**Lista de tarefas**:
a – Responda com base no trecho fornecido:
(i) Em que mês e ano Martha Medeiros criou "Promessas Matrimoniais"?
(ii) De que livro de crônicas esse texto faz parte?
(iii) Quem celebrou o casamento de Juliana Paes com Carlos Eduardo Baptista?
b – No trecho fornecido, reescreva de forma mais curta o parágrafo que começa com "Pastor queridinho dos famosos", mantendo os fatos principais.
c – Reproduza sem nenhuma alteração a parte do trecho fornecido que vai de "ROBERTO DE OLIVEIRA" até "sermões dos padres.", incluindo essas palavras.

**Trecho fornecido**:
◆ ◆ ◆ ◆ ◆

Como um apanhado de juras de amor equivocadamente atribuído ao poeta se transformou numa espécie de mantra em casórios moderninhos

ROBERTO DE OLIVEIRA DE SÃO PAULO

"Promete que fará sexo sem pudores, que fará filhos por amor e por vontade, e não porque é o que esperam de você..." Esse trecho do texto "Promessas Matrimoniais" vem causando burburinho e suspiros em casamentos.

É claro que nada disso acontece sob a tutela da igreja. Tratado como um poema, "Promessas" tornou-se uma espécie de mantra moderninho em oposição aos clássicos sermões dos padres.

Caiu nas graças daquela turma que não é chegada às celebrações tradicionais, geralmente casais jovens, de perfil, digamos, "descolado".

Nesses eventos, assim como em redes sociais, sites e blogs sobre casamentos, "Promessas Matrimoniais" costuma ser atribuído ao poeta Mario Quintana (1906-1994), mas não é dele.

Foi criado em maio de 1998 pela escritora e colunista gaúcha Martha Medeiros, 52. O texto faz parte do livro de crônicas "Montanha-Russa".

O casamento de Juliana Paes com o empresário Carlos Eduardo Baptista, no Rio, em setembro de 2008, ajudou a "bombar" "Promessas Matrimoniais" na web. Só que a autoria estava equivocada.

Erro dos sites de celebridades, de quem realizou o casamento ou dos pombinhos?

Pastor queridinho dos famosos, Luiz Longuini, que celebrou a união da atriz, conta que sempre soube que o texto "era do Mario Quintana". Ele diz que Juliana Paes não sabia quem era o autor. "Depois do casamento descobri, pelo sucesso na mídia, que é da Martha Medeiros."

Hoje, Juliana Paes jura que sempre soube que o texto era de Martha. "Gosto desse texto faz muitos anos. Muito antes de pensar em me casar."

Para a fotógrafa carioca Fabricia Soares, 36, o poema é "lindo". "Há uma grande discussão na internet sobre a autoria. Uns dizem que é do Quintana, outros dizem que é da Martha Medeiros", diz.

Durante a cerimônia de sua união com o fotógrafo Alexandre Marques, 42, a juíza bolou um texto que emocionou a todos, um "pot-pourri" de trechos que falavam dos noivos, suas manias e amores, e, de quebra, enxertava partes de "Promessas".

◆ ◆ ◆ ◆ ◆

**Conteúdo das linhas**:
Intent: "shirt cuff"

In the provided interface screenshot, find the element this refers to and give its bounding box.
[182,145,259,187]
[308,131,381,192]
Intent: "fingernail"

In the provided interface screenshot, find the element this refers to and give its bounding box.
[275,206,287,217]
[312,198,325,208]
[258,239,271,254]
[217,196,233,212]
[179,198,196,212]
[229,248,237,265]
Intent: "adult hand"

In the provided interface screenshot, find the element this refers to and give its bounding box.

◆ ◆ ◆ ◆ ◆

**Respostas das tarefas**:
a –
(i) Em maio de 1998.
(ii) De "Montanha-Russa".
(iii) O pastor Luiz Longuini.

b – O pastor Luiz Longuini celebrou o casamento de Juliana Paes. Ele afirma que sempre achou que o texto fosse de Mario Quintana e que a atriz não sabia quem era o autor. Só depois da cerimônia, com o sucesso na mídia, descobriu que a autora é Martha Medeiros.

c –
ROBERTO DE OLIVEIRA DE SÃO PAULO

"Promete que fará sexo sem pudores, que fará filhos por amor e por vontade, e não porque é o que esperam de você..." Esse trecho do texto "Promessas Matrimoniais" vem causando burburinho e suspiros em casamentos.

É claro que nada disso acontece sob a tutela da igreja. Tratado como um poema, "Promessas" tornou-se uma espécie de mantra moderninho em oposição aos clássicos sermões dos padres.